# Written instruction:
Can you write out every one of the lines below word for word, changing nothing and adding nothing?

# Data section:
◆ ◆ ◆
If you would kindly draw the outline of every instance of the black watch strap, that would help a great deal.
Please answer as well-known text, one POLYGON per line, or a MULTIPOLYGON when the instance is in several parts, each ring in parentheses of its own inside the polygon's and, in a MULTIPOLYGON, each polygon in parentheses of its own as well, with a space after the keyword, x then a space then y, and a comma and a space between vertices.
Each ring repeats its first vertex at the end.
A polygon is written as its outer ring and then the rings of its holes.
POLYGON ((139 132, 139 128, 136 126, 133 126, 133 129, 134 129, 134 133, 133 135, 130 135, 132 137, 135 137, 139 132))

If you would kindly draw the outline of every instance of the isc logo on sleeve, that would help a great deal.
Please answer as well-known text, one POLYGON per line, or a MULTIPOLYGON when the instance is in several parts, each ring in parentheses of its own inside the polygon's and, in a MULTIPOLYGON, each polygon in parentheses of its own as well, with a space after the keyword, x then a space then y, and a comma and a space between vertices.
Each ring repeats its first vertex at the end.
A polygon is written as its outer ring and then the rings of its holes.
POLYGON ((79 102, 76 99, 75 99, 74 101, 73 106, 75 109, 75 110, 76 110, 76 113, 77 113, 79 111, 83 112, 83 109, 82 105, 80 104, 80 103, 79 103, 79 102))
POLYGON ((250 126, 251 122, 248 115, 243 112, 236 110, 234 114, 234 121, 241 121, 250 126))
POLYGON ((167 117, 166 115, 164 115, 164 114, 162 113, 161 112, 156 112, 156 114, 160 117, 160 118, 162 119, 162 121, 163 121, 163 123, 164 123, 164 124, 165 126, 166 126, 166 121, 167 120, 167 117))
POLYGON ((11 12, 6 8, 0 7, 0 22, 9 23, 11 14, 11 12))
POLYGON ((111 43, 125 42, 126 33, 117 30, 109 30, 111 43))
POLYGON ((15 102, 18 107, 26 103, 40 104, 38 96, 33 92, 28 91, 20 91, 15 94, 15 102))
◆ ◆ ◆
# Expected answer:
If you would kindly draw the outline of every instance of the black watch strap, that would help a great deal.
Please answer as well-known text, one POLYGON per line, or a MULTIPOLYGON when the instance is in several parts, each ring in parentheses of its own inside the polygon's and, in a MULTIPOLYGON, each polygon in parentheses of its own as well, with a space after the keyword, x then a space then y, and a comma and a space between vertices.
Each ring repeats its first vertex at the end.
A polygon is written as its outer ring and then the rings of its holes.
POLYGON ((139 132, 139 128, 136 126, 133 126, 133 129, 134 129, 134 133, 133 135, 130 135, 132 137, 135 137, 139 132))

If you would kindly draw the outline of every instance of the isc logo on sleeve, that would help a great deal.
Please answer as well-known text, one POLYGON per line, or a MULTIPOLYGON when the instance is in several parts, each ring in parentheses of its own inside the polygon's and, in a MULTIPOLYGON, each polygon in parentheses of its own as well, with a space after the keyword, x then a space then y, and a comma and a space between vertices.
Each ring repeats its first vertex at the end.
A polygon is written as its outer ring and then the rings of its holes.
POLYGON ((79 102, 76 99, 75 99, 74 101, 73 106, 75 109, 75 110, 76 110, 76 113, 77 113, 79 111, 83 112, 83 109, 82 105, 80 104, 80 103, 79 103, 79 102))
POLYGON ((250 126, 251 122, 248 115, 243 112, 236 110, 234 114, 234 121, 241 121, 250 126))
POLYGON ((167 117, 166 115, 164 115, 164 114, 162 113, 161 112, 156 112, 156 114, 160 117, 160 118, 162 119, 162 121, 163 121, 163 123, 164 123, 164 124, 165 126, 166 126, 166 121, 167 120, 167 117))
POLYGON ((11 12, 6 8, 0 7, 0 22, 9 23, 11 14, 11 12))
POLYGON ((111 43, 125 42, 126 33, 117 30, 109 30, 111 43))
POLYGON ((15 102, 18 107, 26 103, 40 104, 38 96, 33 92, 28 91, 20 91, 15 94, 15 102))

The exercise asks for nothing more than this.